======== Document

As widely recognized, fault geometry plays a crucial role in geological processes, including earthquakes, crustal movements, and rock deformation. Accurately describing the geometry of faults is a critical challenge in the fields of geology and seismology, essential for earthquake prediction and mitigation.

In a recent study led by Associate Professor Kejie Chen’s team from the Department of Earth and Space Sciences (ESS) at the Southern University of Science and Technology (SUSTech), they developed and employed a Bayesian inversion framework, which integrated geodetic measurements and geological survey data. The Bayesian inversion findings, coupled with an examination of aftershock mechanisms, revealed that although the earthquake predominantly featured strike-slip rupture, the southeast branch fault exhibited a low angle. This observation suggests that low-angle faults may also nurture strike-slip ruptures, shedding significant light on our understanding of fault dynamics and large-scale strike-slip rupture mechanisms.

Their research work, entitled “Complex strike-slip faulting during the 2021 Mw7.4 Maduo earthquake”, has been published in the journal Communications Earth & Environment (CEE).

Chen’s team developed a Bayesian nonlinear inversion framework that leveraged multiple sources of geodetic data. This framework enabled the simultaneous estimation of non-planar fault geometry parameters, fault slip distributions with spatially variable rake, and the weighting of multiple observation data. In this Bayesian inversion framework, the posterior probability density distributions of all model parameters were estimated using the Markov Chain Monte Carlo method.

This algorithm work, entitled “Bayesian Inversion of Finite-Fault Earthquake Slip Model Using Geodetic Data, Solving for Non-Planar Fault Geometry, Variable Slip, and Data Weighting”, was published in the Journal of Geophysical Research: Solid Earth (JGR: Solid Earth) in January of this year, and was also featured as the Editors’ Highlights in the “Earth and Space Science News” by the American Geophysical Union (AGU).

================

In the article on the Maduo earthquake study, what method was used to estimate the posterior probability density distributions of all model parameters?

======== Data lines

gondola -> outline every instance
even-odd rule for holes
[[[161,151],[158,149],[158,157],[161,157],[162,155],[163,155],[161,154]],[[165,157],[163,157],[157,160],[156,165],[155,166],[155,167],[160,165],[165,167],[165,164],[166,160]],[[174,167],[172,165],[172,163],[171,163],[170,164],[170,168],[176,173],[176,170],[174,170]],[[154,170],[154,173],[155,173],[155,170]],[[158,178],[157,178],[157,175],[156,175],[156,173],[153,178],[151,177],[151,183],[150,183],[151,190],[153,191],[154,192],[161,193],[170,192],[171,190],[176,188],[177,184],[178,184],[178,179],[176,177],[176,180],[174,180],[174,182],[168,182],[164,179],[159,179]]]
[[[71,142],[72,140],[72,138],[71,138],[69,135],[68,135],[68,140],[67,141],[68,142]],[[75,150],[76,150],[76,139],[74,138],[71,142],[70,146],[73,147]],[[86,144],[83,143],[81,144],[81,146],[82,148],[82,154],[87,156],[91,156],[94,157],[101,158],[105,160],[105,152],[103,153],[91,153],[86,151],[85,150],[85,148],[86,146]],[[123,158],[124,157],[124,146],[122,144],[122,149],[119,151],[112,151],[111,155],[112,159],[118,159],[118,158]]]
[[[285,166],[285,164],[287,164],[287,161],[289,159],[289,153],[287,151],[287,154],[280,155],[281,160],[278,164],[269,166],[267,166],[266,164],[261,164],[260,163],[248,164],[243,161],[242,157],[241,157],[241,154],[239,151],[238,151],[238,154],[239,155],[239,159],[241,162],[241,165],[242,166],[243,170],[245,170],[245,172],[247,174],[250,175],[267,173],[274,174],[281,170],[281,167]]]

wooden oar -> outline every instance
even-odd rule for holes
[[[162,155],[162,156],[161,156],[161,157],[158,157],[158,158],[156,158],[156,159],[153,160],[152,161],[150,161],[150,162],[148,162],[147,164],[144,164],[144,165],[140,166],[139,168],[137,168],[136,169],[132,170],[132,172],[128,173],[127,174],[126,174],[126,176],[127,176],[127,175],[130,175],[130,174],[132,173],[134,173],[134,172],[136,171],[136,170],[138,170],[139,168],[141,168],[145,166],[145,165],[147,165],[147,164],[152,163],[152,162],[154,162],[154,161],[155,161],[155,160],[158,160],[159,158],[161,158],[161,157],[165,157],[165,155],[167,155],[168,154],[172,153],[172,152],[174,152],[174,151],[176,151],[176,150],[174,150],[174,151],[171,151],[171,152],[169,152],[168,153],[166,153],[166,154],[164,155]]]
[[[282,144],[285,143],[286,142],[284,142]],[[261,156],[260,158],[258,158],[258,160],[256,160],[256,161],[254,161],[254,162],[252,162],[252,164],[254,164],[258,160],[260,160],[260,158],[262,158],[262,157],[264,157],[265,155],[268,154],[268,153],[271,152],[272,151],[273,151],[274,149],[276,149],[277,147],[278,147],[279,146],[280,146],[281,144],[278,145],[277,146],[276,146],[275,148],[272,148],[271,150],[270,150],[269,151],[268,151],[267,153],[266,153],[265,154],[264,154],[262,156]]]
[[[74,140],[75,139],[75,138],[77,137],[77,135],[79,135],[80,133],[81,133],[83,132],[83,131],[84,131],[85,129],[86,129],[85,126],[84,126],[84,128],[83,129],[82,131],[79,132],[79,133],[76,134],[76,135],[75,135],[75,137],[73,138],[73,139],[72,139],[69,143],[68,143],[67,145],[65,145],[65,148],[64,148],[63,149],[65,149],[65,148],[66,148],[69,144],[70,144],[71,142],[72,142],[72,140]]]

================
======== Data lines

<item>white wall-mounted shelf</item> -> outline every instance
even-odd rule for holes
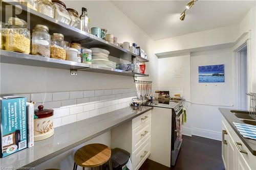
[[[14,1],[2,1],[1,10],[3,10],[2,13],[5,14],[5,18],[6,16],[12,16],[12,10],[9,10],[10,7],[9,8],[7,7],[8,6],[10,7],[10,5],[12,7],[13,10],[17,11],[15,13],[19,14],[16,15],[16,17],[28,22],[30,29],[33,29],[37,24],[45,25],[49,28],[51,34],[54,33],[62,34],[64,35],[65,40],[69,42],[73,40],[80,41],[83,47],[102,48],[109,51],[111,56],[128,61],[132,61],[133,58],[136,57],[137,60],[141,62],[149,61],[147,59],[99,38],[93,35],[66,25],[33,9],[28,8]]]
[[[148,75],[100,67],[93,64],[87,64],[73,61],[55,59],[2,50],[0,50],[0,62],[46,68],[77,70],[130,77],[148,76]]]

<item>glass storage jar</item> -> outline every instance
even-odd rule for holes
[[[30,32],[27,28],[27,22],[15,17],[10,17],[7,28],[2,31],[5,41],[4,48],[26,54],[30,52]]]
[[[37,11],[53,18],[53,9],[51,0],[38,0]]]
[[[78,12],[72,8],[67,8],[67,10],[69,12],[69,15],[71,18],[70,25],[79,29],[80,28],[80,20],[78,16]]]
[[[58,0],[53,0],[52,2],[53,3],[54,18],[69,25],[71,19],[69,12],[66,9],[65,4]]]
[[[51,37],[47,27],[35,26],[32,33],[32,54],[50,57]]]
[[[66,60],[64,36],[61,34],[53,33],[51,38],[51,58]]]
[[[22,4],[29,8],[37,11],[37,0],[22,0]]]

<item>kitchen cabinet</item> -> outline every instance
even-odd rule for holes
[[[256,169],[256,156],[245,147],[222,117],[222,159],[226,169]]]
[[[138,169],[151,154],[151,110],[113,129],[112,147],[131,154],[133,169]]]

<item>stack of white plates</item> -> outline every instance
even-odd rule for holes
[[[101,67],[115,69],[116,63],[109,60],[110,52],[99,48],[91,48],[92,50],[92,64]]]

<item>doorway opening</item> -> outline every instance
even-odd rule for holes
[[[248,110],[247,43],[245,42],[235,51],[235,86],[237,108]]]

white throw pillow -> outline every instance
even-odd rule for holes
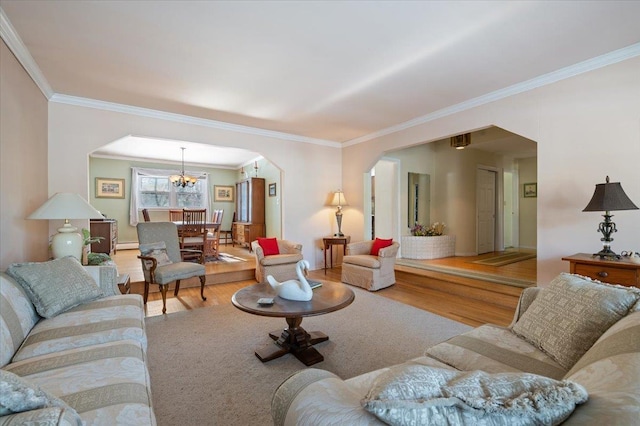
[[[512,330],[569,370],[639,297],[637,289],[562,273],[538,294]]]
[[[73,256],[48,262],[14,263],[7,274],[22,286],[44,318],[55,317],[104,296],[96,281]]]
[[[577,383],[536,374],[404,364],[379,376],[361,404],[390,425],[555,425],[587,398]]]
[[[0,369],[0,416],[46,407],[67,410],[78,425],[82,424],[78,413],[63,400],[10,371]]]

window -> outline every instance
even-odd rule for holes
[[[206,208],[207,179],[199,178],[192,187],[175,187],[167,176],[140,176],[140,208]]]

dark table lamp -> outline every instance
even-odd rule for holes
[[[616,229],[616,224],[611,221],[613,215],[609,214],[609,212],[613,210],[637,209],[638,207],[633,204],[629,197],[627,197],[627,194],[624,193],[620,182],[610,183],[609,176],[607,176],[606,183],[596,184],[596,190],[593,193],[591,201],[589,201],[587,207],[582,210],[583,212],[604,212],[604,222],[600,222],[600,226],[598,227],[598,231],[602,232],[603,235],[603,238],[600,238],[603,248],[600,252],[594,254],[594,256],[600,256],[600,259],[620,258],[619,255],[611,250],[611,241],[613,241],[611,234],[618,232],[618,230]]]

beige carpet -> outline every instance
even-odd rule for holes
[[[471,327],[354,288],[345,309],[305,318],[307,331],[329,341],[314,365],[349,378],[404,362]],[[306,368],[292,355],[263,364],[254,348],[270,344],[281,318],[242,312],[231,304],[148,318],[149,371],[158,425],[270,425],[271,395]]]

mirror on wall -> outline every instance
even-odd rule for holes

================
======== Data lines

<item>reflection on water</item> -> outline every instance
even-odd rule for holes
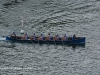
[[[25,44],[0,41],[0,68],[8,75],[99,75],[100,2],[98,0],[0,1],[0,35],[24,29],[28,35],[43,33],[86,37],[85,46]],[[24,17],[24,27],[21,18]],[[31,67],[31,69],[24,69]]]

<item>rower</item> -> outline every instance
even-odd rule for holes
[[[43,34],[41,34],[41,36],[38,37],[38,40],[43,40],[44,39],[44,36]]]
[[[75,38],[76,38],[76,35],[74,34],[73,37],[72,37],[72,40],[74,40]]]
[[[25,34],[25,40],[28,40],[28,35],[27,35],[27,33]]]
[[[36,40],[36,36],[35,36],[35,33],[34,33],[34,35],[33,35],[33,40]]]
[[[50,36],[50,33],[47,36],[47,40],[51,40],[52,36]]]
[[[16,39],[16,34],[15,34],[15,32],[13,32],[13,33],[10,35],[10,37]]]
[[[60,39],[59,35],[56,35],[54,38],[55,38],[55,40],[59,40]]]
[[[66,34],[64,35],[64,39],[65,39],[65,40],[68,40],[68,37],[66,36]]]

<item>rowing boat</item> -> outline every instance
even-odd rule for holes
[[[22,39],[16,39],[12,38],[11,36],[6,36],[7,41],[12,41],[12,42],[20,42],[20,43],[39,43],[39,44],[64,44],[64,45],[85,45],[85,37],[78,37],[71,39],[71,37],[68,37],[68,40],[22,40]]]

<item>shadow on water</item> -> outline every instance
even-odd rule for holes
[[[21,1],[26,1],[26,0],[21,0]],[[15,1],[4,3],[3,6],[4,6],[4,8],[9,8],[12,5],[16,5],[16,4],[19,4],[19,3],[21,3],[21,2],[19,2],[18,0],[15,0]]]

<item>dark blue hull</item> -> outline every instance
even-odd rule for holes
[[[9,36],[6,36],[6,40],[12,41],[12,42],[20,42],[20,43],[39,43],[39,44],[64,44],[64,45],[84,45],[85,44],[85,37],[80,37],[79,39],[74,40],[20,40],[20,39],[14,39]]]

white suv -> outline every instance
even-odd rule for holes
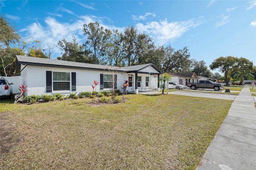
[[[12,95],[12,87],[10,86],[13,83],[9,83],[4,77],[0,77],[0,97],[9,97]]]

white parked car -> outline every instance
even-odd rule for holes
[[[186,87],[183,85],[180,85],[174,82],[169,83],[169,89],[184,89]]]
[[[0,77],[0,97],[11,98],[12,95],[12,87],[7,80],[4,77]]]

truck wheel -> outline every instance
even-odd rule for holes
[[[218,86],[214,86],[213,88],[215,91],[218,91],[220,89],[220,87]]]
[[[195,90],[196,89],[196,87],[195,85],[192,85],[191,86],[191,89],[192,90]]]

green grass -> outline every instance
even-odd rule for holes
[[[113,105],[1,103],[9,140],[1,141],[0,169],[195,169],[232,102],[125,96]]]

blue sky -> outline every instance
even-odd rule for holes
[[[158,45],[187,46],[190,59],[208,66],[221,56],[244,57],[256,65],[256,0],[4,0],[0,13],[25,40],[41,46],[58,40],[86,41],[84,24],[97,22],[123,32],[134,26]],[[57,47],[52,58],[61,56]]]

================

_The solution:_ The Markov Chain Monte Carlo method.